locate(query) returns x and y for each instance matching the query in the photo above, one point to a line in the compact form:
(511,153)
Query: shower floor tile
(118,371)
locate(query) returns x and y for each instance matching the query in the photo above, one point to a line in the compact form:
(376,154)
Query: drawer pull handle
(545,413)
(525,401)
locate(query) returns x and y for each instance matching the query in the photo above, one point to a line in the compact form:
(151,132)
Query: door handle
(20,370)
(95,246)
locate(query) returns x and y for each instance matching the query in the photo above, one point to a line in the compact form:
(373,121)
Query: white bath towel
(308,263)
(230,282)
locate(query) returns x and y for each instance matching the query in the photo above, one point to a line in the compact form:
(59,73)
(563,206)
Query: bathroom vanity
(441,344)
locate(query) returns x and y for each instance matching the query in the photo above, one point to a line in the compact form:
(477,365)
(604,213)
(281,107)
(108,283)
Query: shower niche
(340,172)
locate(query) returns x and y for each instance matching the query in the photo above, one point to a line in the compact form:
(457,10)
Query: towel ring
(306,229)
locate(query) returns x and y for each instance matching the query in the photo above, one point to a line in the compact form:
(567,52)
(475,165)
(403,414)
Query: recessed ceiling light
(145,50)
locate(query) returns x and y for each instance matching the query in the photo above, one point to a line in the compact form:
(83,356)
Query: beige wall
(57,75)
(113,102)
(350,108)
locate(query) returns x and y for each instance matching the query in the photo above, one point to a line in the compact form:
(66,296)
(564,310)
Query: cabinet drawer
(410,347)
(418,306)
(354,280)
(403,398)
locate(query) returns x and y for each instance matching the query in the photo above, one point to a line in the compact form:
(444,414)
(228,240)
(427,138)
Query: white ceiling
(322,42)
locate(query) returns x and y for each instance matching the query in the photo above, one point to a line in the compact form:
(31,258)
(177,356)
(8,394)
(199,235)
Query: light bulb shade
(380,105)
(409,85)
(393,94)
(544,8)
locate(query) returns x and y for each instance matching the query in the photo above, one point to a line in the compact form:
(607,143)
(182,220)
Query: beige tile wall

* * * * * * * * *

**Task brief:** Could you write out every entry above exactly as it appears?

**Solution for this exercise:**
locate(query) returns x and y for each instance matching the query in the photo above, one point to a line in the compact form:
(511,153)
Query: shower floor tile
(118,371)
locate(query) returns x and y for each instance matching the query in the photo above, one point to a line in the compact form:
(376,154)
Query: drawer pull handle
(545,413)
(525,401)
locate(query) returns x and y for each instance matching the query in the photo above, one point to a line in the compact form:
(151,132)
Query: door handle
(20,370)
(95,246)
locate(query) returns x and y for each instance matching the query in the photo above, one point to a line in the compact form:
(373,121)
Query: white bath towel
(308,263)
(230,282)
locate(query) returns x and y for each instance matching the query in the photo above, one point to a line in the compact form:
(59,73)
(563,206)
Query: bathroom vanity
(441,344)
locate(query) returns x and y for each instance matching the query in the photo above, one point to a line in the compact form:
(477,365)
(604,213)
(281,107)
(108,283)
Query: shower niche
(340,172)
locate(query) returns x and y for each instance matching the query in the photo above, one point to a line in the compact form:
(457,10)
Query: towel ring
(306,229)
locate(query) returns x and y for each instance matching the query in the photo above, one point to a line in the compact form:
(567,52)
(475,165)
(403,414)
Query: recessed ceiling light
(145,50)
locate(query) returns x and y for each instance matching the query in the photo above, one point to a line in the compact form:
(83,356)
Query: beige wall
(57,75)
(113,102)
(350,108)
locate(query) returns x and y for each instance matching the query in the photo above, one point to a line in the compact form:
(66,296)
(564,310)
Query: cabinet drawer
(410,347)
(418,306)
(354,280)
(403,398)
locate(query) returns x and y for each instance matching the query in the photo above, one point to a line in the compact form:
(444,414)
(228,240)
(427,138)
Query: white ceiling
(322,42)
locate(query) returns x and y for each instance matching the query in the photo above, one point to a line in the compact form:
(31,258)
(177,356)
(8,394)
(199,235)
Query: light bulb shade
(380,105)
(409,85)
(393,94)
(544,8)
locate(query) returns x and y for each instance matching the query in the photo above, one point to a line in the compact form:
(607,143)
(182,220)
Query: beige tile wall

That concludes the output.